- STATED EXERCISE -
Copy out only the span from the line with "Note to the class: indicate the foliage" to the end of the data, both ends kept, word for word.

— START LISTED ENTRIES —

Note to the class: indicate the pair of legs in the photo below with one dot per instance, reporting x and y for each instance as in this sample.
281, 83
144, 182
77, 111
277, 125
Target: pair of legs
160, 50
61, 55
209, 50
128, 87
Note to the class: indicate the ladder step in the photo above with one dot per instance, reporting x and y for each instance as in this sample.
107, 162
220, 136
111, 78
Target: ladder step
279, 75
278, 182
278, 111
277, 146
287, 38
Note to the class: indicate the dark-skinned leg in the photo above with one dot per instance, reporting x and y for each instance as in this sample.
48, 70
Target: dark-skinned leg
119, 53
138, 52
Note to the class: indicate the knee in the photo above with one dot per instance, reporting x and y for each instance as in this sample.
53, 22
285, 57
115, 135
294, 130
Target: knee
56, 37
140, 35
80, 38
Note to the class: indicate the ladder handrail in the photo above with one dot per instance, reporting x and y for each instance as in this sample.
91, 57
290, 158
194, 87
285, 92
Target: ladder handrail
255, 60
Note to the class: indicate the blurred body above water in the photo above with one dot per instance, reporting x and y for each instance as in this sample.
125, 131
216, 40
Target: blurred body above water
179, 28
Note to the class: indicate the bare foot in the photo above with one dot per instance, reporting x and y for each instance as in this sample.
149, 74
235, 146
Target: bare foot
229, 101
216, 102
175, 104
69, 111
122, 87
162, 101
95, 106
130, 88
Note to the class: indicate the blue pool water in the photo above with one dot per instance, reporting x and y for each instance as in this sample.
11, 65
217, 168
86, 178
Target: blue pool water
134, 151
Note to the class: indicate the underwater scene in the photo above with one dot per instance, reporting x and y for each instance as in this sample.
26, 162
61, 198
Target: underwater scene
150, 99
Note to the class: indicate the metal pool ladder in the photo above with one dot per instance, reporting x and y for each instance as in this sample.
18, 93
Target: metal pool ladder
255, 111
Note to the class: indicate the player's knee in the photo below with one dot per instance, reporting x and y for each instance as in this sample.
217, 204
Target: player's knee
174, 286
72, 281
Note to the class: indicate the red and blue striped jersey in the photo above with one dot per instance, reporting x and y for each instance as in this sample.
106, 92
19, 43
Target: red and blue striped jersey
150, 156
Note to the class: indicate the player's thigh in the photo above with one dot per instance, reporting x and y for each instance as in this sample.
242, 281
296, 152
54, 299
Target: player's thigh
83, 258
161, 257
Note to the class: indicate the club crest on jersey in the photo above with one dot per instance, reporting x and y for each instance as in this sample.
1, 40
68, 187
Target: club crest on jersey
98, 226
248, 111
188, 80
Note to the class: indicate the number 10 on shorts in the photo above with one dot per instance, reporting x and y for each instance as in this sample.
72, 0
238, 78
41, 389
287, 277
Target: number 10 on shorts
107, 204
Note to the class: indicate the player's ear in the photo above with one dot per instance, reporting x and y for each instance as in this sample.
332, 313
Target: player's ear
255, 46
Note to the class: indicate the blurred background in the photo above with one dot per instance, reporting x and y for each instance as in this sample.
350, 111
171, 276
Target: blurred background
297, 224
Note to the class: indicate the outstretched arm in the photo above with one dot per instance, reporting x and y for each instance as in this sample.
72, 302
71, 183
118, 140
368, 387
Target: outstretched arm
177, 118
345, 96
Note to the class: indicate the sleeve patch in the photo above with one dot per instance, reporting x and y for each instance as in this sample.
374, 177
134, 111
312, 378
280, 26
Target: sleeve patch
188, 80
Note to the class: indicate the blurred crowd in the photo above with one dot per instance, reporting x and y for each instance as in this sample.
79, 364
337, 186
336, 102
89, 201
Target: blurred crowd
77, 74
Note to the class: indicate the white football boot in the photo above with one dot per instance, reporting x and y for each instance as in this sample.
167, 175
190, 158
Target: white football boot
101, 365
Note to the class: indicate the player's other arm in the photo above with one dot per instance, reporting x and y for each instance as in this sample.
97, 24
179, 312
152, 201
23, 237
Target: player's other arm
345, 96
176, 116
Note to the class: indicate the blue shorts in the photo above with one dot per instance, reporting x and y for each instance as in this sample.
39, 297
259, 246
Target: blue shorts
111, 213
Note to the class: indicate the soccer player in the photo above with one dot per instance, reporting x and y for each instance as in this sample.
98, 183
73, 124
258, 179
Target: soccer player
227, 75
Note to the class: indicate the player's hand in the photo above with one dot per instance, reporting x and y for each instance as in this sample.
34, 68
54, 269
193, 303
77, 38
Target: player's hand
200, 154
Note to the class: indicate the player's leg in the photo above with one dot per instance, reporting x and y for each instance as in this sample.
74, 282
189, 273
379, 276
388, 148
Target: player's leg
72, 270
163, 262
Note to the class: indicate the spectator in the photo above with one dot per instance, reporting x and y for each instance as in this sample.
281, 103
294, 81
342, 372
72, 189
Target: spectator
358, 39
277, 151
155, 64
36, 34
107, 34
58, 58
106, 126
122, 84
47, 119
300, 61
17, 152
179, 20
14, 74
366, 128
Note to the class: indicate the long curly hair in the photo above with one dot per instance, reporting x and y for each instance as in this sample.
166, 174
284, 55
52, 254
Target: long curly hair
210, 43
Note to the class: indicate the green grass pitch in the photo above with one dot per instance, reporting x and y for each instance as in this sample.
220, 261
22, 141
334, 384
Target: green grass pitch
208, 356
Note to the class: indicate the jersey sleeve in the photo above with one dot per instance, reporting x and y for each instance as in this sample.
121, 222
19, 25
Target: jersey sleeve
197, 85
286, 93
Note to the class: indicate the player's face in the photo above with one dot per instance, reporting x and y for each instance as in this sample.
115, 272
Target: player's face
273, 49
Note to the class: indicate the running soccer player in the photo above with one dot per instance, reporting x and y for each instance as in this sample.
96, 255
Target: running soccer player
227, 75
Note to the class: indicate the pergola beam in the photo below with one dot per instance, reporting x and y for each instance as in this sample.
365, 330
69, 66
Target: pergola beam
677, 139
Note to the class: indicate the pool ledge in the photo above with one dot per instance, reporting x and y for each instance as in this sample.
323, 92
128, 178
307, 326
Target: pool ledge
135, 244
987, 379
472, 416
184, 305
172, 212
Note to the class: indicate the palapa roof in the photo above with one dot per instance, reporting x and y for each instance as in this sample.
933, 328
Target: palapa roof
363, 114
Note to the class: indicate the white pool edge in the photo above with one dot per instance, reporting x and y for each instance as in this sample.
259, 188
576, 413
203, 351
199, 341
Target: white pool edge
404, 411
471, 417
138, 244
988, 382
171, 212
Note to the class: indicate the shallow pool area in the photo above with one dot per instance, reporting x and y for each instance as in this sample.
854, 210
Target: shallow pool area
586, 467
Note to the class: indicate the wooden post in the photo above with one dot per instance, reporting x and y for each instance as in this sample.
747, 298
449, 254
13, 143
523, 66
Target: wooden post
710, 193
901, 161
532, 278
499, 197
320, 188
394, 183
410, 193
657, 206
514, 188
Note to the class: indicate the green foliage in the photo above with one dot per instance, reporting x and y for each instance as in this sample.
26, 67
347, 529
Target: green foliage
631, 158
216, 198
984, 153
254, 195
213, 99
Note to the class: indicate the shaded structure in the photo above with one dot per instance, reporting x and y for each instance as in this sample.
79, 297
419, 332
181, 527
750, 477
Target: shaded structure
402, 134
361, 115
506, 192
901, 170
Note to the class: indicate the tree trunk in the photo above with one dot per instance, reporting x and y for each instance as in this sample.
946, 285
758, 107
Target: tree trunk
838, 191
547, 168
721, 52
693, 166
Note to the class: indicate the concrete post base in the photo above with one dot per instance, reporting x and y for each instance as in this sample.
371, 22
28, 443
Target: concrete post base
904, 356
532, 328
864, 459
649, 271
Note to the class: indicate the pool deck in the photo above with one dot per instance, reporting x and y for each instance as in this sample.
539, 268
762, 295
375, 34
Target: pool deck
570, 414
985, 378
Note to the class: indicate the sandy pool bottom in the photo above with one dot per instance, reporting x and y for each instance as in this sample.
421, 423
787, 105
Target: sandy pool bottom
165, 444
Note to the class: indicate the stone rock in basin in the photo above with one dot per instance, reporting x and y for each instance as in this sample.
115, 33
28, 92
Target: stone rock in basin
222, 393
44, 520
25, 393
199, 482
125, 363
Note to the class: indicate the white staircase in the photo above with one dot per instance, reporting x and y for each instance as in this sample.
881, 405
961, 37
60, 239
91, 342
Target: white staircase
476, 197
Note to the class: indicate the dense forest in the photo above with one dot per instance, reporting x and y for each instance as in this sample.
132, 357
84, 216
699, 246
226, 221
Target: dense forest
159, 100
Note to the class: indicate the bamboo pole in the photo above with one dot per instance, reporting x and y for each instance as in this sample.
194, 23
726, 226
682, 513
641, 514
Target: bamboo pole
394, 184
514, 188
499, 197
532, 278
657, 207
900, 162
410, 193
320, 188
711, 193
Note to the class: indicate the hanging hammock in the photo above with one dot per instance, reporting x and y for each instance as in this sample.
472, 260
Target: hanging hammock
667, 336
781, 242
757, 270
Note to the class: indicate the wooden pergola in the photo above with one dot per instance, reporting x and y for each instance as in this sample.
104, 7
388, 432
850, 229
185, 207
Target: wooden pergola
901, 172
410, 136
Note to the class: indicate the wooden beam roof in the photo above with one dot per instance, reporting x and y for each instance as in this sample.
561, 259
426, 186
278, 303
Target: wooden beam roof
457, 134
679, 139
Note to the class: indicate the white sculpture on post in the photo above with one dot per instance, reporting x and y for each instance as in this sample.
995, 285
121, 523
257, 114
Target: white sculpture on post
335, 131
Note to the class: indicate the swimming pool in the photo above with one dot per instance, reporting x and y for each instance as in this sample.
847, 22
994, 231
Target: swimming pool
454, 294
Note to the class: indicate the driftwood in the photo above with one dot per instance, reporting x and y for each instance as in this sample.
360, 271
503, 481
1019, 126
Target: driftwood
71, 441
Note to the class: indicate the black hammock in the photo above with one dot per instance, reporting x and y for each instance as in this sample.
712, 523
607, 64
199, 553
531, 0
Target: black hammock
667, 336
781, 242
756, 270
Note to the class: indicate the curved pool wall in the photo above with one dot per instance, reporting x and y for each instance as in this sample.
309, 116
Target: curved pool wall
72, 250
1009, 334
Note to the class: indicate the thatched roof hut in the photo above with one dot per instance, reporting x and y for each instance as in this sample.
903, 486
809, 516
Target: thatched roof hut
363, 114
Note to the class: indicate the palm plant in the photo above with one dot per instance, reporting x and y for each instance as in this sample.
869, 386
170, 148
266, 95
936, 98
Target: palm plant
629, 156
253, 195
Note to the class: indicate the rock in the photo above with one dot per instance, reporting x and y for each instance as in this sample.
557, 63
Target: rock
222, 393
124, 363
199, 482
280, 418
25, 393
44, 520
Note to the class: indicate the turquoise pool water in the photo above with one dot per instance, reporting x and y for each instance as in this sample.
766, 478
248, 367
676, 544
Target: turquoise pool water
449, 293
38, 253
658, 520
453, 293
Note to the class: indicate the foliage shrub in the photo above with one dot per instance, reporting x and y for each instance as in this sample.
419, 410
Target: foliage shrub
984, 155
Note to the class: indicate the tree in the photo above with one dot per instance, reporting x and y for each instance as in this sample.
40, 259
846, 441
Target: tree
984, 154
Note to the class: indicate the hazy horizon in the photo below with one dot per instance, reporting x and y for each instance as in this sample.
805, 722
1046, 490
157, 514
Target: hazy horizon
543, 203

— END LISTED ENTRIES —

- RESPONSE TO THIS EXERCISE -
Note to the class: indicate the foliage shrub in the photo above with one dot per instance, reporting x and y for each instance as in this sample.
419, 410
Target: foliage shrub
984, 155
Note to the class: indicate the tree in the photo above with one dot per instance, reporting x and y for each instance as in this sample.
40, 259
846, 441
Target: tree
984, 154
Note to the class: indicate the hazy horizon in the photo below with one dot per instance, reporting x and y for each instance as in this sample.
805, 722
1046, 490
157, 514
Target: hazy horizon
543, 203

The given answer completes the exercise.